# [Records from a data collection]
****************************************

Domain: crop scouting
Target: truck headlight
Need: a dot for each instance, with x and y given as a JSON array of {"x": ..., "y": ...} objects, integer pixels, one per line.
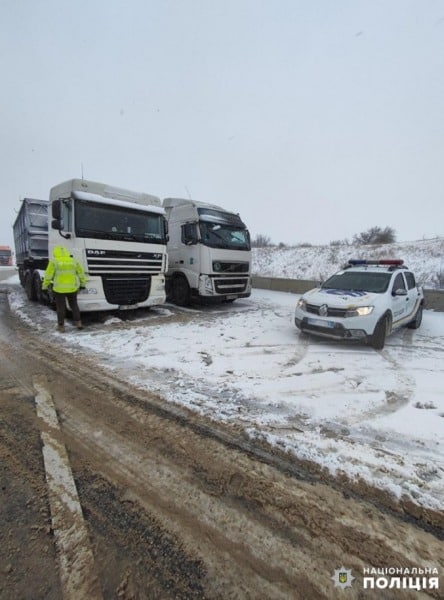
[
  {"x": 209, "y": 284},
  {"x": 359, "y": 311},
  {"x": 302, "y": 304}
]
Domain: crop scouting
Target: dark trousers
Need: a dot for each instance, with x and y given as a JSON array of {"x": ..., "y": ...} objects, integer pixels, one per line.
[{"x": 60, "y": 300}]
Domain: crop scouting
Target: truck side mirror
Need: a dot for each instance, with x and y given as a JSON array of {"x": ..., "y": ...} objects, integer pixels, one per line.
[
  {"x": 57, "y": 224},
  {"x": 56, "y": 211},
  {"x": 189, "y": 234}
]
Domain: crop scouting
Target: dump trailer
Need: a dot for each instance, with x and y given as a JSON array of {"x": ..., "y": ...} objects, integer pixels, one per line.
[
  {"x": 6, "y": 256},
  {"x": 119, "y": 237},
  {"x": 209, "y": 253}
]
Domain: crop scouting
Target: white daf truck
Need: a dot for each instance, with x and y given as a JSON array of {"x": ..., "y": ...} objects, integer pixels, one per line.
[
  {"x": 209, "y": 253},
  {"x": 118, "y": 235}
]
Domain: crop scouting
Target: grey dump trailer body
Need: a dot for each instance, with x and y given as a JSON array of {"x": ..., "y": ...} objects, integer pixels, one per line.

****************************************

Pictures are not part of the copy; reproduce everything else in the records exactly.

Domain: crop scouting
Target: truck headlight
Need: a dot for each instance, with x and y given as a JSON array of {"x": ..., "y": ...} objects, integer pixels, one per line.
[
  {"x": 209, "y": 284},
  {"x": 359, "y": 311},
  {"x": 302, "y": 304}
]
Domain: crop scouting
Target: dark trousers
Need: a dot for each instance, with x and y given as a JSON array of {"x": ..., "y": ...} objects, integer pixels, one per line.
[{"x": 60, "y": 300}]
Domain: crop scouting
Target: truck side mirror
Need: a dot for each instance, with x and y given as a JSON array of {"x": ..., "y": ...} objects, integer pixels, one per line.
[
  {"x": 57, "y": 224},
  {"x": 56, "y": 211},
  {"x": 189, "y": 234}
]
Domain: crop scouting
Target: dump trailer
Need: a dot for each instance, with x and y given as a JSON array of {"x": ..., "y": ...} objects, integer pixels, one per line.
[
  {"x": 6, "y": 256},
  {"x": 119, "y": 237},
  {"x": 209, "y": 253}
]
Domain: crop scouting
Target: white daf truck
Need: a dot for each instance, with x and y given as a JSON array of {"x": ..., "y": ...} objects, integer pixels, one per line.
[
  {"x": 209, "y": 253},
  {"x": 118, "y": 235}
]
Domain: crop scouting
Target: grey dump trailer body
Need: a dot for each instance, with x and y given as a JSON array of {"x": ..., "y": ...} objects, integer pixels, one per line.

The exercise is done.